OBJECTIVE — In the material, from the line with "glass in the photo above." through the end, change "window glass" to "windowpane" and write those lines out again with nothing else altered.

(Object point labels)
=====

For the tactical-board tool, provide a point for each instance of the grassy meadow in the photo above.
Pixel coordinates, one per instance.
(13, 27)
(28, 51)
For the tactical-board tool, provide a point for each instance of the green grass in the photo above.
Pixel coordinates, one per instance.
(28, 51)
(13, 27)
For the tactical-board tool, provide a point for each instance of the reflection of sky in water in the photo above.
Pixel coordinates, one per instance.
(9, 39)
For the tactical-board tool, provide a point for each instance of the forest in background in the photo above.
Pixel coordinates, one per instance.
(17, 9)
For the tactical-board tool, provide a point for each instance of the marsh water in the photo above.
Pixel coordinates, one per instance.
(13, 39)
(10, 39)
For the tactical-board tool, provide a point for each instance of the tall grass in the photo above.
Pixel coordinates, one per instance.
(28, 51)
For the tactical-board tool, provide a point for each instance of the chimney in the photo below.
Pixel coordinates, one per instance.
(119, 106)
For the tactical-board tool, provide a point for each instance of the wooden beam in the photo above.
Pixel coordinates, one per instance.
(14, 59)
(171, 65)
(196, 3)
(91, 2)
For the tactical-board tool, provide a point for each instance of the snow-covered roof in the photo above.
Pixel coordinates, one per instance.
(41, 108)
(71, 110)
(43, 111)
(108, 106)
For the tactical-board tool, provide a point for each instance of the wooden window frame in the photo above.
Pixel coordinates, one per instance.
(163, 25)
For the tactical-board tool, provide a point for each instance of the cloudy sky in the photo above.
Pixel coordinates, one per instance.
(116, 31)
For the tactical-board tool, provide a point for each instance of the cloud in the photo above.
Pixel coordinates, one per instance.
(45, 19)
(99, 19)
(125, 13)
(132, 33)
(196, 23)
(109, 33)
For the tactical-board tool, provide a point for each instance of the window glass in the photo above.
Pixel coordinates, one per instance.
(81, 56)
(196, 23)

=====

CORRECT RESULT —
For the tactical-board tool, provide a point for each instance of the windowpane in the photo above.
Pixel coordinates, one per instance.
(81, 56)
(196, 23)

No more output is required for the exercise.